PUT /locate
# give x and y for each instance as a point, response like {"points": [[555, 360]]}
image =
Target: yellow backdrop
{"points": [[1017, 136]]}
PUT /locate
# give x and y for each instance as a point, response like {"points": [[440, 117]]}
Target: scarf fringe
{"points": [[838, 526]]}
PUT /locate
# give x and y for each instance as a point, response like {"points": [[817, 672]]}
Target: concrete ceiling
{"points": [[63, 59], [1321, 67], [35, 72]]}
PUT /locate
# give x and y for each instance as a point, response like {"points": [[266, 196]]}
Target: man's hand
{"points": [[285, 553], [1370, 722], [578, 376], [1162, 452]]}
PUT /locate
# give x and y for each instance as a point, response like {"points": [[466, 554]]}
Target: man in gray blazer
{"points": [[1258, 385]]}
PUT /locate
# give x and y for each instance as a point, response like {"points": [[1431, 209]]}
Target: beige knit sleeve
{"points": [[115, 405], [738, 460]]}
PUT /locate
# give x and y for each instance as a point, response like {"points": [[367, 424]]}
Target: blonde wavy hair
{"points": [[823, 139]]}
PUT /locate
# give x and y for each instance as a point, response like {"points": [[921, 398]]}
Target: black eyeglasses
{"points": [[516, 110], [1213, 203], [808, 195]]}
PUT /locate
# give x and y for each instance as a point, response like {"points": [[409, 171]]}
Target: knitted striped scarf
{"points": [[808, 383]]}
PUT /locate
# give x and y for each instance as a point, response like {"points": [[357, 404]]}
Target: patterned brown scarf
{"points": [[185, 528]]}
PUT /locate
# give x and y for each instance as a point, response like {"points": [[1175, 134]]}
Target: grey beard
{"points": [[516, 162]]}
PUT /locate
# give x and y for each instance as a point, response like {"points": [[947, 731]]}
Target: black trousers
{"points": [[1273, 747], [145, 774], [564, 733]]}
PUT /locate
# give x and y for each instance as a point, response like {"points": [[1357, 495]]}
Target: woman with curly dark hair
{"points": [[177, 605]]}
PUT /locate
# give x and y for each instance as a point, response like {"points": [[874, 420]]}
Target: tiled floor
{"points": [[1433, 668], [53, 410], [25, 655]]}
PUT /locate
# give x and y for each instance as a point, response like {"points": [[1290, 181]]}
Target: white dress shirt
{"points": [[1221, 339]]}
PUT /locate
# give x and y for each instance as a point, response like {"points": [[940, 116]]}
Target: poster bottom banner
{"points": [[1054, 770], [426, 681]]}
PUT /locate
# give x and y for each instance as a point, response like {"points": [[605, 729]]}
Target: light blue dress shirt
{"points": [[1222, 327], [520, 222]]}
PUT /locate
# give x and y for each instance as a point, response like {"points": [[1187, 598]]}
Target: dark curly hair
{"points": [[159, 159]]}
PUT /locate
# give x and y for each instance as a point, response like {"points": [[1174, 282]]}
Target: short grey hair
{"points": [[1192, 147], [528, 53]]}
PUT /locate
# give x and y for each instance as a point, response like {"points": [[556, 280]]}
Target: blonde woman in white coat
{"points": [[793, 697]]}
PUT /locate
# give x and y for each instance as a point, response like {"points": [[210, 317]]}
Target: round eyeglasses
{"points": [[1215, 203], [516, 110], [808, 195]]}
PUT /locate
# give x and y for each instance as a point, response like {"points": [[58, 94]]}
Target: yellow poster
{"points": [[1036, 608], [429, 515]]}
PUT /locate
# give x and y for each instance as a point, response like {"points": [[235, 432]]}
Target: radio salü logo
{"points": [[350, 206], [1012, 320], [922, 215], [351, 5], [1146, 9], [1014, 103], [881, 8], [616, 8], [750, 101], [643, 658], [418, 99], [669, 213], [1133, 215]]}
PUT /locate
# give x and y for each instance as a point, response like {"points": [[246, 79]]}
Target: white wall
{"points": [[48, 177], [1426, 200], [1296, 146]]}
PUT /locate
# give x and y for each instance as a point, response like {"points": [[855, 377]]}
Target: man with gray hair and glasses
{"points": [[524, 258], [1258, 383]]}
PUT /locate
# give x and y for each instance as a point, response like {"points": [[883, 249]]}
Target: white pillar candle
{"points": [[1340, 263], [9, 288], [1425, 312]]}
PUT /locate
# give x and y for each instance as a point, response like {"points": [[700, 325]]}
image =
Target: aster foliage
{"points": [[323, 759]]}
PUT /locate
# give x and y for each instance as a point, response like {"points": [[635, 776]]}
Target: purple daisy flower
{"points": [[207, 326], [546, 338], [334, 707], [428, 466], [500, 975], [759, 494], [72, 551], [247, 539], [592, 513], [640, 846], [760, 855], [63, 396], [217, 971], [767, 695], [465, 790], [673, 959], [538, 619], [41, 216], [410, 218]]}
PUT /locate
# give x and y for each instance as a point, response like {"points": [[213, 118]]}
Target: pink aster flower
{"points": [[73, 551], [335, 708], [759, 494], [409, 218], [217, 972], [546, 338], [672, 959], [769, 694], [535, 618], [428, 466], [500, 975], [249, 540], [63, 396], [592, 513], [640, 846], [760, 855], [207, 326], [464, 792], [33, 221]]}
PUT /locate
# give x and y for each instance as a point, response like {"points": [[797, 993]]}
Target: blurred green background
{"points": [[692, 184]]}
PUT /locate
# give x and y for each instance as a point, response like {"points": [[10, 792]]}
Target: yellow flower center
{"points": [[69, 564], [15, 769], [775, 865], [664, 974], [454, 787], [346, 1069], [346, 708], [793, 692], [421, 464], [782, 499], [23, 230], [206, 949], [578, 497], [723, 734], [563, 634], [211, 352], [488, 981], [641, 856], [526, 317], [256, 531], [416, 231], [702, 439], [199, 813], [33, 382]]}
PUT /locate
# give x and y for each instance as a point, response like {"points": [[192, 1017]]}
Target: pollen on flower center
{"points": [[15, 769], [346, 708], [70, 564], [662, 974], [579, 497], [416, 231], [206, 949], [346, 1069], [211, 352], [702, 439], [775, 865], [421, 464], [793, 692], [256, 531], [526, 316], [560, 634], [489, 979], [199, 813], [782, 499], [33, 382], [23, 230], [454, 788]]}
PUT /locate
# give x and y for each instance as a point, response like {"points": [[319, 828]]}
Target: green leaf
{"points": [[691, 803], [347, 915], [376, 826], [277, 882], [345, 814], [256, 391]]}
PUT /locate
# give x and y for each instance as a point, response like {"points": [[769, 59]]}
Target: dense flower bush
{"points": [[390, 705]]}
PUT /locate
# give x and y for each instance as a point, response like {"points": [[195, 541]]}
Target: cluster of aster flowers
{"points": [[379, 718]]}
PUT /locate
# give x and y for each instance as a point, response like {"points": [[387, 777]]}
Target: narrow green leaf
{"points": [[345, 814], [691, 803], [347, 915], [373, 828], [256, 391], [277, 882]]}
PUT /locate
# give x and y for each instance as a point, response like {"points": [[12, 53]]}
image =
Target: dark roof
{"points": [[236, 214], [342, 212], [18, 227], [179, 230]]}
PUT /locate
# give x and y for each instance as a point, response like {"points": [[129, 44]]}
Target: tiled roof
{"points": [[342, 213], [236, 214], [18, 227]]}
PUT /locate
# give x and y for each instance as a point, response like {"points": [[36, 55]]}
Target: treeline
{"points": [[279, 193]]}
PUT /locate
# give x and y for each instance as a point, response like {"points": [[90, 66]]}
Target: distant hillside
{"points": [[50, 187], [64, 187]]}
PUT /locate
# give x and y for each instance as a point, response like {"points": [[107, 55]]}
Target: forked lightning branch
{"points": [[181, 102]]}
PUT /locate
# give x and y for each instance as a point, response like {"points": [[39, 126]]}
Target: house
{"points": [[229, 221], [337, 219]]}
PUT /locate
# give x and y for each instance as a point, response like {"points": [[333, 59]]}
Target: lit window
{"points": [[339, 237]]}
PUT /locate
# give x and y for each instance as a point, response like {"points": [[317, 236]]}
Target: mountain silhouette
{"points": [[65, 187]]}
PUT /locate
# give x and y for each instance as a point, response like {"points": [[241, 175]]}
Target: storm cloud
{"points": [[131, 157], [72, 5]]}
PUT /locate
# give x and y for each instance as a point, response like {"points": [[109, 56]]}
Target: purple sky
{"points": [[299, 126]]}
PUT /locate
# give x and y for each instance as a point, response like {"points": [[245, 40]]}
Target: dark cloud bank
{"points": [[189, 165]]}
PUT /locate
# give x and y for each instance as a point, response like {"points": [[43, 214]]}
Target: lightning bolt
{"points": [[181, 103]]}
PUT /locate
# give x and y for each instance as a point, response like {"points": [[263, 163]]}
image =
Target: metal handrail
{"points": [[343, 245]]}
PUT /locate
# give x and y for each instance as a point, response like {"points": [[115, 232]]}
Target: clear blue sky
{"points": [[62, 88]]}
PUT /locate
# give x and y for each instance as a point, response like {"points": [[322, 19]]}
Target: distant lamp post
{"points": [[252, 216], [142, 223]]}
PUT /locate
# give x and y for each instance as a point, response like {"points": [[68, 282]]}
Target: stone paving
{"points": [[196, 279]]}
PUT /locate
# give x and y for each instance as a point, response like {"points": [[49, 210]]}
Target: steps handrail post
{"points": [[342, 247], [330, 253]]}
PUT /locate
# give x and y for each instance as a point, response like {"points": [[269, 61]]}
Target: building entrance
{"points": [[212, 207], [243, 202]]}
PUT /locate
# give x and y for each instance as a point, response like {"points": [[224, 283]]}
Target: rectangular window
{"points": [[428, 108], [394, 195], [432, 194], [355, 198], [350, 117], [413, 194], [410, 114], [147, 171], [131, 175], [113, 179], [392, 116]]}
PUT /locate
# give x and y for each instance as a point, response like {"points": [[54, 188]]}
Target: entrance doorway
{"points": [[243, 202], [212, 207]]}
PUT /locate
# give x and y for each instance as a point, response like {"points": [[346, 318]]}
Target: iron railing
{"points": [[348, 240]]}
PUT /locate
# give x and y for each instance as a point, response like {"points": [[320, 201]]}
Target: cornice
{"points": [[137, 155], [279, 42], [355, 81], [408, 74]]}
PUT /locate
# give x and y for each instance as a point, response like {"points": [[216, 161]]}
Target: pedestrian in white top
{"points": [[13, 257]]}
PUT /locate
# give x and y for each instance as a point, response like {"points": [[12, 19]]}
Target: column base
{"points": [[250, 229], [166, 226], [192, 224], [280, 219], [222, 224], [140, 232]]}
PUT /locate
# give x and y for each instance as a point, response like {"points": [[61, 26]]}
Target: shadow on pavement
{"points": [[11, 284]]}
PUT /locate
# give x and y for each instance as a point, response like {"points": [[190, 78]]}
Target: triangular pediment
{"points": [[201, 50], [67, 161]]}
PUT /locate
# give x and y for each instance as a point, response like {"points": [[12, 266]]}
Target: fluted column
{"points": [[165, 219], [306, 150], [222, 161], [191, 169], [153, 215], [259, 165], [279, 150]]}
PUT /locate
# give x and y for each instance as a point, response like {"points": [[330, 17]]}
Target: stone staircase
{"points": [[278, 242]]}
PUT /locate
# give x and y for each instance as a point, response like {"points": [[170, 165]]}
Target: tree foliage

--------------------------------------------------

> [WORK TO BE COMPLETED]: Extract every line in the rows above that contains the string "entrance", matching case exactly.

> [RESPONSE TO THIS EXERCISE]:
Target: building entrance
Target: entrance doorway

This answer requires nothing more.